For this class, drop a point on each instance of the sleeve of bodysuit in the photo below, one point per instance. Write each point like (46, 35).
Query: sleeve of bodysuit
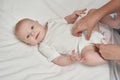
(49, 52)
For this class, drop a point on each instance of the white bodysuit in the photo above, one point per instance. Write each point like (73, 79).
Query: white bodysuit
(59, 40)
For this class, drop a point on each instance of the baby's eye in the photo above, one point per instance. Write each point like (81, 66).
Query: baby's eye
(32, 27)
(28, 36)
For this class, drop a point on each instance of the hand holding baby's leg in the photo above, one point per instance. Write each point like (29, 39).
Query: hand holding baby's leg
(74, 56)
(73, 17)
(91, 58)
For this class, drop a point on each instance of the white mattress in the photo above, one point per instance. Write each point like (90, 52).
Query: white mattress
(21, 62)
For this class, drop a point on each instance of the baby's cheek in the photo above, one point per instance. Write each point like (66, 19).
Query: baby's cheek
(106, 38)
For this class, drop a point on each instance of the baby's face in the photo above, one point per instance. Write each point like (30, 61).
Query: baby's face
(31, 32)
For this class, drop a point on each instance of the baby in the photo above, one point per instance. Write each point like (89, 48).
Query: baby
(56, 42)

§ **DIRECTIONS**:
Turn every line of the material above into a JSON list of strings, one string for each line, with blank lines dropped and the pictures left out.

§ **SOLUTION BELOW**:
[
  "For this class, drop a point on each instance of the sleeve of bodysuit in the photo below, one point per instance. Write each point like (46, 35).",
  "Query: sleeve of bodysuit",
  "(49, 52)",
  "For this class, drop a point on each instance of the white bodysuit in the photo above, one point per instance. Write each point like (73, 79).",
  "Query: white bodysuit",
  "(59, 40)",
  "For this class, drop a point on each instance of the baby's eye in the photo above, one point per instance. Write each point like (81, 66).",
  "Query: baby's eye",
  "(32, 27)",
  "(28, 36)",
  "For this class, drop a point on each instance of the hand holding baby's leg in the photo above, one point per instance. Write each point like (29, 39).",
  "Query: hand holding baby's leg",
  "(74, 56)",
  "(73, 17)",
  "(91, 58)",
  "For this class, drop a point on each instance of the white mattress in the photo above, one point per instance. Write each point like (90, 52).",
  "Query: white mattress",
  "(21, 62)",
  "For this class, drop a point on each instance of the baby's cheek in the photo above, one point per instance. Write each point like (66, 19).",
  "Query: baby's cheek",
  "(106, 38)",
  "For this class, drop a point on each instance of the baby's face in the photo above, one point per instance. Write each point like (30, 61).",
  "Query: baby's face",
  "(31, 32)",
  "For this class, drop a point on each instance of the baby in the photo above, one point per instance. Write each point like (89, 48).",
  "Query: baby",
  "(56, 42)"
]